**Consegna A:**
Nel brano su Luigi XIV, quale opera di Massimo Fini viene citata?

+++ Estratto del documento

Oggi, il re e la sua corte si vivifica e si conclude come tale, come trasformazione goliardica della prima e come bieca e malsana imitazione.
Dalle ceneri dello Ius Commune e
 dei diritti particolari e locali che avevano caratterizzato il Medioevo
 sorgono, lentamente e in maniera diversificata nei vari territori, le 
strutture che si stabilizzeranno con le democrazie rappresentative 
attuali. L’assolutismo monarchico, di cui Luigi XIV ne è simbolo – 
“l’Etat c’est moi” – si inserisce come possibile chiave di lettura delle
 situazioni odierne. 
Per spezzare il legame tra 
aristocrazia e popolazione delle province nelle quali i nobili 
possedevano grandi terreni, i sovrani europei, per fiaccarne il potere, 
cominciarono a unificare le famiglie regali del regno nelle proprie 
corti. Con Luigi XIV ciò divenne vero e proprio sistema sociale; 
nasce il compromesso, i “benefici reciproci”, e quel circuito chiuso, 
autoconservatore, de la “politica della corte” che ha segnato le 
oligarchie susseguitesi fino ad oggi, compreso. Luigi ebbe inoltre la 
furbizia di crearsi una grande rappresentazione scenica, con vena 
mistica e accenti pacchiani e snob (con le pompose vesti e l’etichetta, 
fondamentale a Versailles), che adulò regnanti e rafforzò quel rispetto 
che Massimo Fini spiega in La Ragione aveva torto? dei sudditi 
verso il sovrano – oggi scomparso. La reggia di Versailles e la sua 
impersonificazione con il Sole dimostrano l’enorme propaganda usata come
 strumento dal sovrano che cercava di creare l’illusione di un potere 
assoluto che, nella realtà, era molto più limitato di quanto apparisse.

++++++

**Consegna B:**
Per favore, riscrivi tali e quali le righe del materiale, partendo dalla riga che contiene "the dog's mouth" e arrivando alla fine delle righe, entrambi gli estremi inclusi.

+++ Materiale

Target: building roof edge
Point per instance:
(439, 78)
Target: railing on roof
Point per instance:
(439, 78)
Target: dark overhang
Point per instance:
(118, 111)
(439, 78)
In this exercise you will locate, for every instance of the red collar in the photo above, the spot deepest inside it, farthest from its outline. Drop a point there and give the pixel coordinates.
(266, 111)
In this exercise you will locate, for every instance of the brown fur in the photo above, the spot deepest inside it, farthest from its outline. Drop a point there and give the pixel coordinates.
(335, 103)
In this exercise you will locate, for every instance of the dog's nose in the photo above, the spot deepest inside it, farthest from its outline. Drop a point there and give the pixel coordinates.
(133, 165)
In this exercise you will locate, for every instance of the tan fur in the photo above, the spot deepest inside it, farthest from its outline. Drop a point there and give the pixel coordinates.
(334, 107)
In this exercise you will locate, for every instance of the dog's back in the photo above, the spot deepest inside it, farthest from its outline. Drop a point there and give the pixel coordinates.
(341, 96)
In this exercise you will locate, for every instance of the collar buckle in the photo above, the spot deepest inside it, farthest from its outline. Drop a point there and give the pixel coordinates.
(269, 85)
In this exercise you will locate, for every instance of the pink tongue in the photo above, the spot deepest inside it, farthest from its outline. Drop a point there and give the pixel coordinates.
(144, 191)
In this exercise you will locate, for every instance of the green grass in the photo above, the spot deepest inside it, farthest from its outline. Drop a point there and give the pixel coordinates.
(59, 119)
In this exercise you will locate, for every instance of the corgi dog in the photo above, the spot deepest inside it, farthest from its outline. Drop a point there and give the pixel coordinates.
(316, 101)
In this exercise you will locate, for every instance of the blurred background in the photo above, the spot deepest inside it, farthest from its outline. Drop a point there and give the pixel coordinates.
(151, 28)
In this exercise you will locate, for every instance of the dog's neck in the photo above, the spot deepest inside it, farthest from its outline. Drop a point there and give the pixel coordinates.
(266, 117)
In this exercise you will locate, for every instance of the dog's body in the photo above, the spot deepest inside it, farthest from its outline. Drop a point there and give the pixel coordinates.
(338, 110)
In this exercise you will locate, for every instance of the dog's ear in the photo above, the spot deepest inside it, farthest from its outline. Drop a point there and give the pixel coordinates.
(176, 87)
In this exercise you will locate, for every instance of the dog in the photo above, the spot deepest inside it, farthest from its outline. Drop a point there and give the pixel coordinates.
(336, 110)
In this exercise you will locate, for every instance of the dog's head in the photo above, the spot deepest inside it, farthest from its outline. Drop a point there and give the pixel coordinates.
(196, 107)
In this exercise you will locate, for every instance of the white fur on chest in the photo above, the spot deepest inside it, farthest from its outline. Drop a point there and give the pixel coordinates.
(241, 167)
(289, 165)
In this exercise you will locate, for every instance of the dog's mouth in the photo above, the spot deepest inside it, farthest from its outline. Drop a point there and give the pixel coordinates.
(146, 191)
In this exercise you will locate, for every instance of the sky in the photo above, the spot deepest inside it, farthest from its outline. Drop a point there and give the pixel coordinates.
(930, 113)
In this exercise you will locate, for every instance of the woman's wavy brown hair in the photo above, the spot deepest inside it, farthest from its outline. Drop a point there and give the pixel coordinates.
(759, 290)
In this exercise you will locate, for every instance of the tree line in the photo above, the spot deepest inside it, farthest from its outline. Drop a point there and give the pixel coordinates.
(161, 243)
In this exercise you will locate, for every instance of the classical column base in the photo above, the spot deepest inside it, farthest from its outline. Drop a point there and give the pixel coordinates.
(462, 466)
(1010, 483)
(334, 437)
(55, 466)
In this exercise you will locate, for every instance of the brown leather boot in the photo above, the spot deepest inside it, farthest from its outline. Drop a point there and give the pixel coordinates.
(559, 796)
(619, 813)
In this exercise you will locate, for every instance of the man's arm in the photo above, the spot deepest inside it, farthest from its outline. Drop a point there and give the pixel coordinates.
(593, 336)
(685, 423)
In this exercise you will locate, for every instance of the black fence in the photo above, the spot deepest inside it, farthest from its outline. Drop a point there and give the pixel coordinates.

++++++

**Risultato finale A:**
La Ragione aveva torto?

**Risultato finale B:**
In this exercise you will locate, for every instance of the dog's mouth in the photo above, the spot deepest inside it, farthest from its outline. Drop a point there and give the pixel coordinates.
(146, 191)
In this exercise you will locate, for every instance of the sky in the photo above, the spot deepest inside it, farthest from its outline. Drop a point there and give the pixel coordinates.
(930, 113)
In this exercise you will locate, for every instance of the woman's wavy brown hair in the photo above, the spot deepest inside it, farthest from its outline. Drop a point there and give the pixel coordinates.
(759, 290)
In this exercise you will locate, for every instance of the tree line in the photo above, the spot deepest inside it, farthest from its outline. Drop a point there and give the pixel coordinates.
(161, 243)
In this exercise you will locate, for every instance of the classical column base in the photo above, the spot deepest inside it, farthest from its outline. Drop a point there and give the pixel coordinates.
(462, 466)
(1010, 483)
(334, 437)
(55, 466)
In this exercise you will locate, for every instance of the brown leather boot in the photo above, the spot deepest inside it, farthest from its outline. Drop a point there and give the pixel coordinates.
(559, 796)
(619, 813)
In this exercise you will locate, for every instance of the man's arm in the photo above, the spot deepest inside it, farthest from its outline. Drop a point there and give the pixel coordinates.
(593, 336)
(685, 423)
In this exercise you will locate, for every instance of the black fence in the photo above, the spot deepest inside it, farthest from its outline. Drop a point there and give the pixel coordinates.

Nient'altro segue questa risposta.